+++ Entries provided +++

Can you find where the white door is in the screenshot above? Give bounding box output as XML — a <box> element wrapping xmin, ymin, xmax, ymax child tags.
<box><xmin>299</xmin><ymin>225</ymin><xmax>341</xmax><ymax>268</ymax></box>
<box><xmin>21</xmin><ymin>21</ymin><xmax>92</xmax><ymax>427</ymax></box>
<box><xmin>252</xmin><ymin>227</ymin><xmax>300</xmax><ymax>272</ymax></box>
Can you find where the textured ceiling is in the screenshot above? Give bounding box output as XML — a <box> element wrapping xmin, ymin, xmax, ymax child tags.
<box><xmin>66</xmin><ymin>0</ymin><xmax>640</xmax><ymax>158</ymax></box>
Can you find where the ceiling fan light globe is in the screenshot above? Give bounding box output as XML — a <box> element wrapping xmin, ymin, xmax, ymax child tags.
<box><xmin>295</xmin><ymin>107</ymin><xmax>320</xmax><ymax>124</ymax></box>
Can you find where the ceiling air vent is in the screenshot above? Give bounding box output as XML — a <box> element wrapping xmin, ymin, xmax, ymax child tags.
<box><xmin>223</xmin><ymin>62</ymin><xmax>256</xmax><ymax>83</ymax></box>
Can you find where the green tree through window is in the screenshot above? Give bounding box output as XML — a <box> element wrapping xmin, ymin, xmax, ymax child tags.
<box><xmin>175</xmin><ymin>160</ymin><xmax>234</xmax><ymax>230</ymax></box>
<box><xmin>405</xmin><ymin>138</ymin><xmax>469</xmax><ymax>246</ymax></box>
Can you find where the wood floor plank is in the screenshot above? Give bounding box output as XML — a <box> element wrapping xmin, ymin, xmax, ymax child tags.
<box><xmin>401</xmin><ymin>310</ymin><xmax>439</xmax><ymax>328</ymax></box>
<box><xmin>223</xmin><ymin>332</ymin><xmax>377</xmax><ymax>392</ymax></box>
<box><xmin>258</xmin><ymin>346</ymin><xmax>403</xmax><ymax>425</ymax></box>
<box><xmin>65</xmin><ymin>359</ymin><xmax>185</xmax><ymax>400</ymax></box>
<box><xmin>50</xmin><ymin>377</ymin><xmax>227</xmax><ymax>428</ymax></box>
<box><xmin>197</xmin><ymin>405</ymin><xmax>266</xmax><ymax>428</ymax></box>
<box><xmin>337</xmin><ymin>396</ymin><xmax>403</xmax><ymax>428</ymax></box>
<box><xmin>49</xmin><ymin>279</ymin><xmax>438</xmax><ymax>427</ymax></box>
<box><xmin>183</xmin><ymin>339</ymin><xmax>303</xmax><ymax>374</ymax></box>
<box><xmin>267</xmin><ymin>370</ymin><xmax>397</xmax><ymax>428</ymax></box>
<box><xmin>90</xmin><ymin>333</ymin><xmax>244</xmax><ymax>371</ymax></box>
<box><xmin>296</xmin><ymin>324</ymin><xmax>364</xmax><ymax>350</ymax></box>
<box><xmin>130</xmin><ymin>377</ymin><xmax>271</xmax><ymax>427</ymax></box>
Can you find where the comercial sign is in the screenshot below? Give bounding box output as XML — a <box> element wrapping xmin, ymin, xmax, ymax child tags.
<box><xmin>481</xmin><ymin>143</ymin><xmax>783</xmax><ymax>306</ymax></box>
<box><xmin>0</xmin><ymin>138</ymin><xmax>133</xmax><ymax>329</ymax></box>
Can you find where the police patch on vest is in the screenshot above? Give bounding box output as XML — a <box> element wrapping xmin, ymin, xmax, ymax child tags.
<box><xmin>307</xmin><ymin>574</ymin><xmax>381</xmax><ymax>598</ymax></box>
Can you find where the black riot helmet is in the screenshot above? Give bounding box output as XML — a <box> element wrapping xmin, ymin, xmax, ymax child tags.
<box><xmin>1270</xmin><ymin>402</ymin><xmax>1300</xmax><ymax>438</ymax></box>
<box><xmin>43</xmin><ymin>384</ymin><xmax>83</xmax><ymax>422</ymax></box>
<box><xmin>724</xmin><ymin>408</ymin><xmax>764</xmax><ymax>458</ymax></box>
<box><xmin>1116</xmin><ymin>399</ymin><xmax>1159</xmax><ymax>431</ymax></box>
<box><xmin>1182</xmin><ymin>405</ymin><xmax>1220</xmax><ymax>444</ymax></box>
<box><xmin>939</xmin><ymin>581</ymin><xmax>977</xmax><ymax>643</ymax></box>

+++

Problem details: Each entry is to be given again, exactly as it stands.

Exercise solution:
Can you find where the white door is in the screenshot above? Give bounding box output as XML — a <box> element wrapping xmin, ymin, xmax, ymax child tags.
<box><xmin>299</xmin><ymin>225</ymin><xmax>341</xmax><ymax>268</ymax></box>
<box><xmin>21</xmin><ymin>21</ymin><xmax>92</xmax><ymax>427</ymax></box>
<box><xmin>252</xmin><ymin>227</ymin><xmax>300</xmax><ymax>272</ymax></box>
Can you find where the textured ceiling is in the screenshot above? Give bounding box output as XML — a <box> element wrapping xmin, ymin, xmax, ymax child tags.
<box><xmin>66</xmin><ymin>0</ymin><xmax>640</xmax><ymax>158</ymax></box>
Can you find where the ceiling fan light globe is in the screenshot above? Give bounding box output as XML — a <box> element wrapping xmin, ymin, xmax, ymax child tags.
<box><xmin>295</xmin><ymin>107</ymin><xmax>320</xmax><ymax>124</ymax></box>
Can you find where the ceiling air vent is in the screenshot above? Give bounding box output as XML — a <box> element wrapping xmin, ymin, xmax, ymax child tags.
<box><xmin>223</xmin><ymin>62</ymin><xmax>256</xmax><ymax>83</ymax></box>
Can you find where the green tree through window is in the screenshot above? Give bounding box output as XML — a <box> element wrapping xmin, ymin, xmax, ymax child tags.
<box><xmin>175</xmin><ymin>160</ymin><xmax>234</xmax><ymax>230</ymax></box>
<box><xmin>405</xmin><ymin>138</ymin><xmax>469</xmax><ymax>246</ymax></box>
Can you find where the wood floor plank is in the screenshot above? Give bounding box output as XML — a <box> element wrapping xmin, ymin, xmax, ymax child tags.
<box><xmin>401</xmin><ymin>310</ymin><xmax>439</xmax><ymax>328</ymax></box>
<box><xmin>223</xmin><ymin>332</ymin><xmax>377</xmax><ymax>392</ymax></box>
<box><xmin>258</xmin><ymin>346</ymin><xmax>403</xmax><ymax>425</ymax></box>
<box><xmin>65</xmin><ymin>359</ymin><xmax>185</xmax><ymax>400</ymax></box>
<box><xmin>50</xmin><ymin>377</ymin><xmax>227</xmax><ymax>428</ymax></box>
<box><xmin>197</xmin><ymin>405</ymin><xmax>266</xmax><ymax>428</ymax></box>
<box><xmin>337</xmin><ymin>396</ymin><xmax>403</xmax><ymax>428</ymax></box>
<box><xmin>49</xmin><ymin>279</ymin><xmax>438</xmax><ymax>427</ymax></box>
<box><xmin>183</xmin><ymin>339</ymin><xmax>303</xmax><ymax>374</ymax></box>
<box><xmin>267</xmin><ymin>370</ymin><xmax>397</xmax><ymax>428</ymax></box>
<box><xmin>90</xmin><ymin>333</ymin><xmax>244</xmax><ymax>371</ymax></box>
<box><xmin>296</xmin><ymin>324</ymin><xmax>364</xmax><ymax>350</ymax></box>
<box><xmin>130</xmin><ymin>377</ymin><xmax>271</xmax><ymax>427</ymax></box>
Can you find where the comercial sign is in the screenshot below? Give bounding box output as XML — a <box> element wrapping xmin, ymin, xmax, ymax child tags.
<box><xmin>481</xmin><ymin>143</ymin><xmax>783</xmax><ymax>306</ymax></box>
<box><xmin>0</xmin><ymin>138</ymin><xmax>133</xmax><ymax>329</ymax></box>
Can you find where the police patch on vest is in the screenshot above? Give bounding box output as XML — a <box> element wrapping xmin, ymin, xmax, ymax child tags.
<box><xmin>307</xmin><ymin>574</ymin><xmax>381</xmax><ymax>598</ymax></box>
Can you find where the black riot helmet is in the screenshot above? Give bounding box output as XML — a <box> element wrapping xmin, ymin, xmax, ymax child tags.
<box><xmin>1270</xmin><ymin>402</ymin><xmax>1300</xmax><ymax>438</ymax></box>
<box><xmin>43</xmin><ymin>384</ymin><xmax>83</xmax><ymax>422</ymax></box>
<box><xmin>724</xmin><ymin>408</ymin><xmax>764</xmax><ymax>458</ymax></box>
<box><xmin>1116</xmin><ymin>399</ymin><xmax>1159</xmax><ymax>431</ymax></box>
<box><xmin>1182</xmin><ymin>405</ymin><xmax>1220</xmax><ymax>444</ymax></box>
<box><xmin>939</xmin><ymin>581</ymin><xmax>977</xmax><ymax>643</ymax></box>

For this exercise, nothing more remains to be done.